>> BEGIN

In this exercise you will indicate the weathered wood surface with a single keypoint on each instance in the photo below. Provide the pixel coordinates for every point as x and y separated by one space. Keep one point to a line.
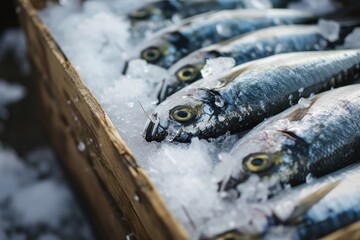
117 190
346 233
118 194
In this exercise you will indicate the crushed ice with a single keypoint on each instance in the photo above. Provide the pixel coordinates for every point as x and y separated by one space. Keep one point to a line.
97 40
329 29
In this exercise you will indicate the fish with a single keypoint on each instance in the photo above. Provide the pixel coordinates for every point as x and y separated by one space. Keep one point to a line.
308 211
170 44
334 211
245 48
307 139
163 11
239 99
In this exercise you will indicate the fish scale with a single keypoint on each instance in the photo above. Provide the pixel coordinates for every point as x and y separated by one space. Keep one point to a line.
317 139
175 42
337 209
252 92
247 47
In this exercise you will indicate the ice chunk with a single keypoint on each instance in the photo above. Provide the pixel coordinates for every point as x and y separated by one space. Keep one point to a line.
304 103
258 4
35 203
353 39
318 7
329 29
216 66
140 69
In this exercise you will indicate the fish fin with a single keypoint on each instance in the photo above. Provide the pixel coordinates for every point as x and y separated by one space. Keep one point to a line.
308 201
299 113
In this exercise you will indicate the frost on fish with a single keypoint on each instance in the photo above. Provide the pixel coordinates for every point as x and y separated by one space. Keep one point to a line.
96 37
216 66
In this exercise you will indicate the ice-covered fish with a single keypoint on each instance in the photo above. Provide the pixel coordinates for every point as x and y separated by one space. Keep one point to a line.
174 42
162 11
337 209
245 48
244 96
317 136
309 211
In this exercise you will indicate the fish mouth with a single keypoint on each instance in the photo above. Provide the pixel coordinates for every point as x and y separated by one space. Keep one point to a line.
153 131
231 182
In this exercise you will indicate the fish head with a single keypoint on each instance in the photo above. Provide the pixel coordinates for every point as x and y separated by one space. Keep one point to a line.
186 71
271 154
158 51
184 115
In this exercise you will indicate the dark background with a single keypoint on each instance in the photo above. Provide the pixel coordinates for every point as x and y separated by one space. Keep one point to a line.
23 129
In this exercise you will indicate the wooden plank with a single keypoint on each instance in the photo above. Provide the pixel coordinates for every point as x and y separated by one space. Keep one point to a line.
105 169
350 232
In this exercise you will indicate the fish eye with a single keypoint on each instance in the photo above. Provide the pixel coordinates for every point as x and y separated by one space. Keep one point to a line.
187 73
140 13
151 54
258 163
183 114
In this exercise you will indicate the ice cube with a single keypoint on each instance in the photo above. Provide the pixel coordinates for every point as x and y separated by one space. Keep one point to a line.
329 29
353 39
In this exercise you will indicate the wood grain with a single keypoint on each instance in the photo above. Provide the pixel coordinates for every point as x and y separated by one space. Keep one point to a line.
117 190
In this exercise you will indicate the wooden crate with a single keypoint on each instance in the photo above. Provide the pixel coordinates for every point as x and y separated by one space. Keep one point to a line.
116 191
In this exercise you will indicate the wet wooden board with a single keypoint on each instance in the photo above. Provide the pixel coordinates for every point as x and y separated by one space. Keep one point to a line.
119 195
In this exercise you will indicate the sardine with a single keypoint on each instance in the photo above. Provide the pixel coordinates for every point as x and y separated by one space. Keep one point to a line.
174 42
336 210
245 48
309 211
162 12
243 97
315 137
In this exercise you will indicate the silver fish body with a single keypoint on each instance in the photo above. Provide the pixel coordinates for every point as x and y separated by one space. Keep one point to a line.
339 208
317 136
161 13
244 96
174 42
308 211
245 48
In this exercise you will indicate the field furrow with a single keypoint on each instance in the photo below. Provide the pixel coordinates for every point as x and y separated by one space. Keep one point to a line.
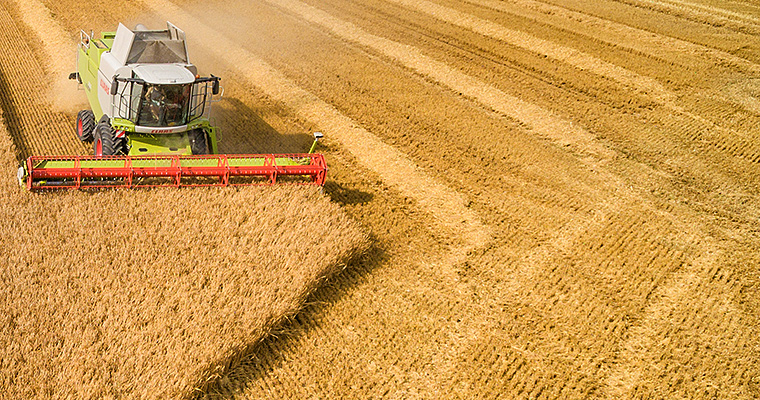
35 126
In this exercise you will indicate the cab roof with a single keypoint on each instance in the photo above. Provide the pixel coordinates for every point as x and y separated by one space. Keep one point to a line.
164 74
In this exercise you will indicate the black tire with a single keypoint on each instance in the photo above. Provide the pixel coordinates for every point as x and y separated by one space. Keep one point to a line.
85 125
198 141
105 143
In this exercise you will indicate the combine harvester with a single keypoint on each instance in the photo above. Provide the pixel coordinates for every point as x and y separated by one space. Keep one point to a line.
149 123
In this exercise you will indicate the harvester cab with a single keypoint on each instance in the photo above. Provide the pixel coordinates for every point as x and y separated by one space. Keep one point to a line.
149 123
145 95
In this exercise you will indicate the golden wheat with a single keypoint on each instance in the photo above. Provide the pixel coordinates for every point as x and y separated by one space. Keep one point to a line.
152 294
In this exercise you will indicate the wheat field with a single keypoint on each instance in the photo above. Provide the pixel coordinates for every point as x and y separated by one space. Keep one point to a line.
562 195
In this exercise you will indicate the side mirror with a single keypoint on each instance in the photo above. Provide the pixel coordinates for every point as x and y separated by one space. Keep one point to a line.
215 86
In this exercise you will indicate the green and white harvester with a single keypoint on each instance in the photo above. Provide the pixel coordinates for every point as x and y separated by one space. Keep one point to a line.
149 123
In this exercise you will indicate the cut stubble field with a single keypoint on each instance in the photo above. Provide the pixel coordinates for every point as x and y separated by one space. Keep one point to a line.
562 195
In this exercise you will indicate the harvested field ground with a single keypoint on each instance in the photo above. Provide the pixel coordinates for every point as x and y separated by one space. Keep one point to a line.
563 195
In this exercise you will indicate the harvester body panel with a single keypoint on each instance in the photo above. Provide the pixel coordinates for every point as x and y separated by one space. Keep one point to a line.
150 109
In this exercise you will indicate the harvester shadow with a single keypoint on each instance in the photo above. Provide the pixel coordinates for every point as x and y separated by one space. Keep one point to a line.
272 351
243 131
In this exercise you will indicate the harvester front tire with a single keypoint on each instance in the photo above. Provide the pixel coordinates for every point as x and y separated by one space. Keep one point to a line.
198 141
105 143
85 125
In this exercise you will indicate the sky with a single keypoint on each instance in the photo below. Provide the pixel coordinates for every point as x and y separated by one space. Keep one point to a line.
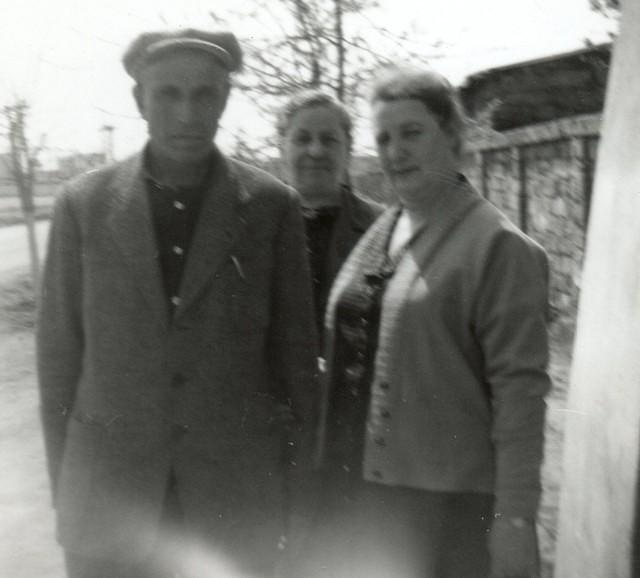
64 56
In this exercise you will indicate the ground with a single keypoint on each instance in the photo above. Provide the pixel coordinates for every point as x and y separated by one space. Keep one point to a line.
27 545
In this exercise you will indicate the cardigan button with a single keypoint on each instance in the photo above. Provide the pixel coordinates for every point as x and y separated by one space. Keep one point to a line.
178 380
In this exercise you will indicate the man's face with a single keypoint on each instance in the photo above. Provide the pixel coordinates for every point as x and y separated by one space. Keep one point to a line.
182 96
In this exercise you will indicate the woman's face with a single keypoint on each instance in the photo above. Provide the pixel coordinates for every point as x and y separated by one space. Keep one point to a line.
315 151
414 150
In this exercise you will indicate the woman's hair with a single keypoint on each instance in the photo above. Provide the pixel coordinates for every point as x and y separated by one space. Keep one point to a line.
310 98
430 88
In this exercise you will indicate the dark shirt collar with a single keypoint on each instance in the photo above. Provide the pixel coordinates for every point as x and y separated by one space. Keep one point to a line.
212 166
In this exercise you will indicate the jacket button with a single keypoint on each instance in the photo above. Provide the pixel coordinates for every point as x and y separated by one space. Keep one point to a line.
179 429
178 380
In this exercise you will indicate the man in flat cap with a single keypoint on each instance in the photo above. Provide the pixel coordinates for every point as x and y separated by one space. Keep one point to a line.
176 340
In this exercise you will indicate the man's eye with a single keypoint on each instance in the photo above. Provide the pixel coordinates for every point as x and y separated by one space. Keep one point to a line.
168 93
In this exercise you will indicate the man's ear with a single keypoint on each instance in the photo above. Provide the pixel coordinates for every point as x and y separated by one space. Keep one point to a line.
225 99
138 97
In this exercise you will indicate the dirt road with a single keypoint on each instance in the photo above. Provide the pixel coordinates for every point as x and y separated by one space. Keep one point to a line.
27 545
14 248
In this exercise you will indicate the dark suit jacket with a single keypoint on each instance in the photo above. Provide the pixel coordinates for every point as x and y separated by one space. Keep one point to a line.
129 393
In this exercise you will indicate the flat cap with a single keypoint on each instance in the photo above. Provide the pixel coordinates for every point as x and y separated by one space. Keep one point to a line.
221 45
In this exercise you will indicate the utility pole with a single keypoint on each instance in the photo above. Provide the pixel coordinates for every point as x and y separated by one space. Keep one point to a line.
340 48
23 167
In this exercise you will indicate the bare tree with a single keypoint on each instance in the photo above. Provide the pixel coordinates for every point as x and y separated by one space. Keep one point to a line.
329 44
608 8
24 161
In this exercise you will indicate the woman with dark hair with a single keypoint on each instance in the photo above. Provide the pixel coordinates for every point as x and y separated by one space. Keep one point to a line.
315 144
436 351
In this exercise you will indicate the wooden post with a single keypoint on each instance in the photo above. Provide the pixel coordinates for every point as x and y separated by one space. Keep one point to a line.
597 517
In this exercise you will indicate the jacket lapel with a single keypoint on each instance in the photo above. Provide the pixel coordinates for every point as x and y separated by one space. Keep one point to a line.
132 229
220 225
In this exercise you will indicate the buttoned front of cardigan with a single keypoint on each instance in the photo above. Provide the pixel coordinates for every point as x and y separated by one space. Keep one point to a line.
460 369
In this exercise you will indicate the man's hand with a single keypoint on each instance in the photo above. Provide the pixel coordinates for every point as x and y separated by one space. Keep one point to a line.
513 547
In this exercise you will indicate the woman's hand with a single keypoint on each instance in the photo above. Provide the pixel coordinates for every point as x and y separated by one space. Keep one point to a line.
513 547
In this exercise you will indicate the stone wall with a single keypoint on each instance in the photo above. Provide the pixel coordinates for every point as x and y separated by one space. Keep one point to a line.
541 176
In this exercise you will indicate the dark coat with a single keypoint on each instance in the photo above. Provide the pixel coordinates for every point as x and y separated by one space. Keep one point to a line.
129 393
354 218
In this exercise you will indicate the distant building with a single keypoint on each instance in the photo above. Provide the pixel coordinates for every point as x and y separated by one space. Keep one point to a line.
78 163
541 90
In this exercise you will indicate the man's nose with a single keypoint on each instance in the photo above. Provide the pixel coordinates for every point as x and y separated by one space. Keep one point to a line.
316 148
394 150
185 111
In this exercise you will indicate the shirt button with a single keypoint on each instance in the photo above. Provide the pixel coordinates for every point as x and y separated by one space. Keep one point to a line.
179 379
354 372
180 429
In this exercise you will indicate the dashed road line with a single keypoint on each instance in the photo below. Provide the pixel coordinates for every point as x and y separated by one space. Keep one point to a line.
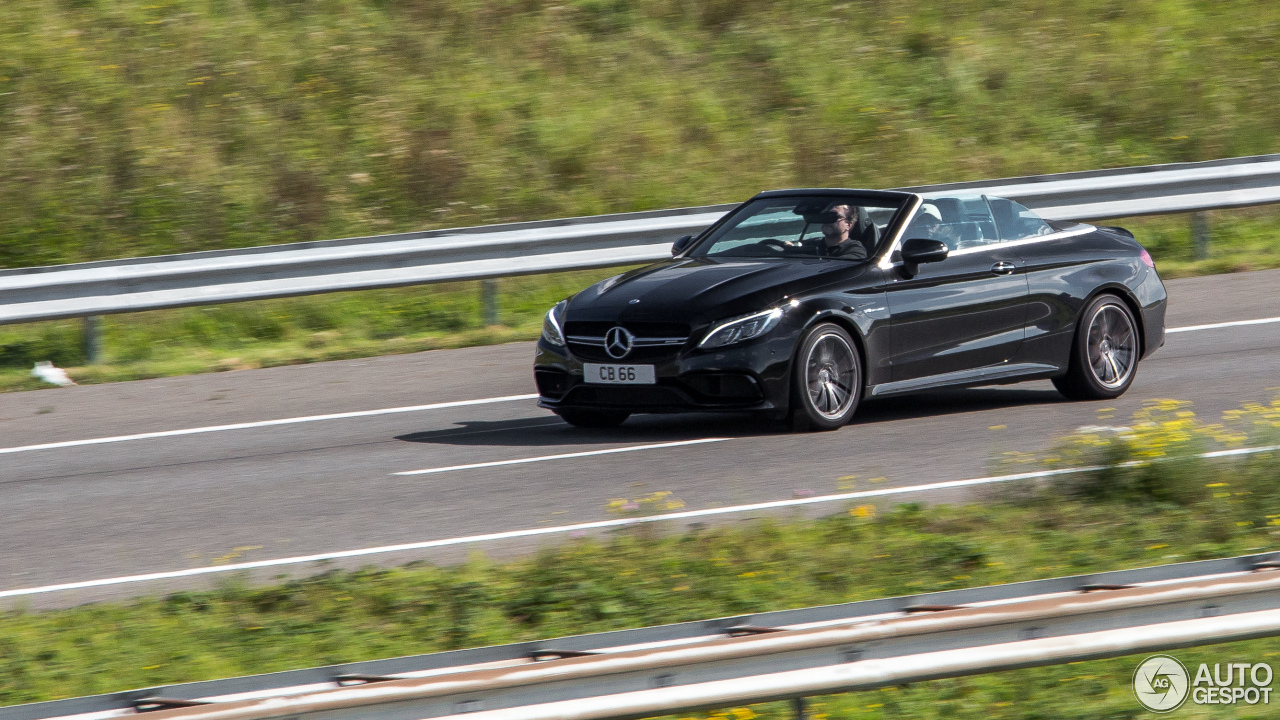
560 456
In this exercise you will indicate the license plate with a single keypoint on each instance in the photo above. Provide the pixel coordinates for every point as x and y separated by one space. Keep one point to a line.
618 374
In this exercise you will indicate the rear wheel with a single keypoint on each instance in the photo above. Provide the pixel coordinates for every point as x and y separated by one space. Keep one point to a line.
826 381
1105 352
593 418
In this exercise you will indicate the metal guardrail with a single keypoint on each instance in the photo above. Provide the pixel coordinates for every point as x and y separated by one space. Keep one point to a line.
366 263
749 659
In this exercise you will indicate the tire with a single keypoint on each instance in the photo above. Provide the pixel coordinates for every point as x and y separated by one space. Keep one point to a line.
593 418
826 379
1105 352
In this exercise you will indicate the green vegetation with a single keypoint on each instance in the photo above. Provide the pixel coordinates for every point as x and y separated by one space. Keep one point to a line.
137 127
286 332
1173 510
141 127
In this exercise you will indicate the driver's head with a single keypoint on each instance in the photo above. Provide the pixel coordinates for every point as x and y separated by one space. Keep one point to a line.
837 229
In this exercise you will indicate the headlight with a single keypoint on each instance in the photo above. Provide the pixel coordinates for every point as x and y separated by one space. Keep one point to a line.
551 324
741 328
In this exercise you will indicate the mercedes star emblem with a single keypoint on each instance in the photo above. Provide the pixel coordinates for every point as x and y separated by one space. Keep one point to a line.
617 342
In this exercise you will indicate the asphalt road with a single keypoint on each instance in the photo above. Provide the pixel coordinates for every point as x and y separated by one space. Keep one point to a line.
163 504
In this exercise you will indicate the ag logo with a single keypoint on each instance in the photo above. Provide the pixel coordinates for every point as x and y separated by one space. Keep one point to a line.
1160 683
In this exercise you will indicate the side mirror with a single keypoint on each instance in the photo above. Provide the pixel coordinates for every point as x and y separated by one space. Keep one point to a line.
920 250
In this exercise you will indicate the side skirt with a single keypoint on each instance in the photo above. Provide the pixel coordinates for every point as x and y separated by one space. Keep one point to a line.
992 374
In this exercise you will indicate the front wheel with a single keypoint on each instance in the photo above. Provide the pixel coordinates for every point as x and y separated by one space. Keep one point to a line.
593 418
1105 352
826 381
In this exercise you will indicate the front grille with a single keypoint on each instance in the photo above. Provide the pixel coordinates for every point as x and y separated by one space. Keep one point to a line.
639 329
654 342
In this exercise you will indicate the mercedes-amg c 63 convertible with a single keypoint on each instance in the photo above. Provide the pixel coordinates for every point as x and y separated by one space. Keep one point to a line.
800 302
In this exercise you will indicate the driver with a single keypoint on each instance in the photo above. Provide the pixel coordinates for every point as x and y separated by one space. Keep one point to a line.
835 235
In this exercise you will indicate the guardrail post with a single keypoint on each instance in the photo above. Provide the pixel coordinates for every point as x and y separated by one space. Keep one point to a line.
92 340
489 296
1201 233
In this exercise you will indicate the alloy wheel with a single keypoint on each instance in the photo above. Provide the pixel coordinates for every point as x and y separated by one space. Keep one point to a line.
1112 346
831 372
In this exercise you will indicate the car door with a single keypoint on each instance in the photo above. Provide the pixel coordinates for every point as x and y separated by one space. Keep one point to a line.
965 311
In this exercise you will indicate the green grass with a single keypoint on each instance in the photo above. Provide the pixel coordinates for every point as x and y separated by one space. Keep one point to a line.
136 127
1176 510
359 324
286 332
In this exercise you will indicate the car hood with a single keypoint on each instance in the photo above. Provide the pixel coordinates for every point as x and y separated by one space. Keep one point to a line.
702 290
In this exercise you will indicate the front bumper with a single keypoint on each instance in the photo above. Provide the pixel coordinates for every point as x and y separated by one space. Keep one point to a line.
748 377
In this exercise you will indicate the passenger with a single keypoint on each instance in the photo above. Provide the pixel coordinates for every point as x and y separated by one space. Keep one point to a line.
836 235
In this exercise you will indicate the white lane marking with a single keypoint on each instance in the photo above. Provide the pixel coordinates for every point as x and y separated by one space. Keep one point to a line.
561 456
419 408
1216 326
598 524
266 423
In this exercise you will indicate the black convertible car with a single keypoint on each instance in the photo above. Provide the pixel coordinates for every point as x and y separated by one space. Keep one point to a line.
800 302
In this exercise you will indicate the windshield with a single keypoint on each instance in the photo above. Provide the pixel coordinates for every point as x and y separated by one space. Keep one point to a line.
845 227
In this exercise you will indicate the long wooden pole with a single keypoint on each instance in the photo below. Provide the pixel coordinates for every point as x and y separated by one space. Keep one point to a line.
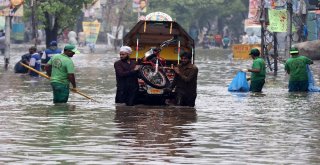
47 77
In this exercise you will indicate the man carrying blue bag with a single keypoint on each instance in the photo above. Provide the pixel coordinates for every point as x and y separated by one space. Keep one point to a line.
258 71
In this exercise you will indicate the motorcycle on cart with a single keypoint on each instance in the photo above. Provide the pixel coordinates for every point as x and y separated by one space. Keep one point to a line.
156 47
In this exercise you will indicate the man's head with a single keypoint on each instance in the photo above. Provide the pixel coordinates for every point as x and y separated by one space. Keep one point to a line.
70 50
53 43
143 4
125 52
254 52
32 49
294 51
185 58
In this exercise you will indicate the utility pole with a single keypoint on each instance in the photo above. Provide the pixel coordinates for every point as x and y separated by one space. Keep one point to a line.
33 18
7 41
262 23
289 28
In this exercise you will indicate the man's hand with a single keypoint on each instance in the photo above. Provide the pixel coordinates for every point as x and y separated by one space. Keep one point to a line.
136 67
176 69
244 70
74 89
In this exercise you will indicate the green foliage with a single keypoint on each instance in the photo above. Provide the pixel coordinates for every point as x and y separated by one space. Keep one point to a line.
64 12
188 12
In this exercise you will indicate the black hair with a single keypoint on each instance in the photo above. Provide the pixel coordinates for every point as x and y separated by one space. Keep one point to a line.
186 54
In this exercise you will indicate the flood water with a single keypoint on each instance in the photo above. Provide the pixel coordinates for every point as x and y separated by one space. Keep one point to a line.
274 127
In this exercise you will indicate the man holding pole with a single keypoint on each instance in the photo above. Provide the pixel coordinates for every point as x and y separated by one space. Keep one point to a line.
61 70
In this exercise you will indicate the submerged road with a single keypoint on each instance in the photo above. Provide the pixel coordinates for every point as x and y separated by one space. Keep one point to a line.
275 127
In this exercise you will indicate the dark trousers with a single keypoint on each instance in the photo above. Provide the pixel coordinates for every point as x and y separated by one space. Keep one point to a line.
60 92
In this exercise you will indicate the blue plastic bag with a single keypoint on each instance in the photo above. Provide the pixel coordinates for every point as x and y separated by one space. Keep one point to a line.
239 83
311 87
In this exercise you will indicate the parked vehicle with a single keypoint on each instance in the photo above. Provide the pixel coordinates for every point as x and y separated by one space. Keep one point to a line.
157 46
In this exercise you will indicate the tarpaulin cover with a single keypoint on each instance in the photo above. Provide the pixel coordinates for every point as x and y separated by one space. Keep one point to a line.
239 83
312 87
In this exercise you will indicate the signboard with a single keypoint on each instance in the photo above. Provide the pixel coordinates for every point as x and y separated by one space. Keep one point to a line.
253 9
89 10
241 51
91 30
11 8
278 20
139 6
17 31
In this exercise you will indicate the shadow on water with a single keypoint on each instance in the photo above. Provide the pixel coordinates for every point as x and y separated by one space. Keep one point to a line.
155 130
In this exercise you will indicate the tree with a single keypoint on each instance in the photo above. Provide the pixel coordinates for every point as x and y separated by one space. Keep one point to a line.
203 12
55 15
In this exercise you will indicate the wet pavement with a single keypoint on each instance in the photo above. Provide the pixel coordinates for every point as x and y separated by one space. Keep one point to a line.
275 127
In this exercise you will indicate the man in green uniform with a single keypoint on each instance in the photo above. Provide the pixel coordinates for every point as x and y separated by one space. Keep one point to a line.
258 71
61 70
296 67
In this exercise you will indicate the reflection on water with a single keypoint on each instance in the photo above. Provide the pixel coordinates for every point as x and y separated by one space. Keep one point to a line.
161 131
273 127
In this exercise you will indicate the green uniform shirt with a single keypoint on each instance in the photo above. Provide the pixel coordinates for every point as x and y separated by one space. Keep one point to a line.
296 66
62 65
258 63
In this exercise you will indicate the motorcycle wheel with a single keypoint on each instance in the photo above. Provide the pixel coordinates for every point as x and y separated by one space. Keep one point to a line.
156 80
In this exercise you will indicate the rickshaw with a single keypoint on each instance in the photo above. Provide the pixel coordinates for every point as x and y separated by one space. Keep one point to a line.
156 46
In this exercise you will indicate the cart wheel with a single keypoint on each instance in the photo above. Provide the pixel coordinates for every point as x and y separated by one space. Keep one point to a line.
156 80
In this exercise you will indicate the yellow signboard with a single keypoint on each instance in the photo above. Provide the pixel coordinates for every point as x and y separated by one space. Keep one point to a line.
91 29
241 51
278 20
11 8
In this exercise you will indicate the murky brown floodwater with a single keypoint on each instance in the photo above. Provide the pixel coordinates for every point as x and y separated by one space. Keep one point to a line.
224 128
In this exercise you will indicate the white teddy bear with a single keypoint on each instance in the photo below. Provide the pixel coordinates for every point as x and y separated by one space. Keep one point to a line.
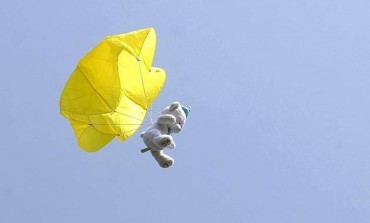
158 136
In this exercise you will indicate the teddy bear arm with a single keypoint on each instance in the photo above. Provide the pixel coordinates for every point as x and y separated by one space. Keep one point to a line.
166 119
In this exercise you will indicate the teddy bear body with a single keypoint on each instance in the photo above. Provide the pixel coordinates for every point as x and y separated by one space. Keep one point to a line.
158 136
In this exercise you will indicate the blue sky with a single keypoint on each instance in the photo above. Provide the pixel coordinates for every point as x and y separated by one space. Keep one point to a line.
279 129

>> END

▶ YOUR GOAL:
Rewrite the items from the line holding "In this exercise you will indicate the blue sky" through the last item, inclusive, keeping the requests and shifting every point coordinate in the answers up by 103.

▶ THE REPLY:
In this exercise you will indicate the blue sky with a single keypoint on each instance in the photo above. Provide the pixel coordinates for every point as x and y separated by one space. Keep one point to a line.
382 232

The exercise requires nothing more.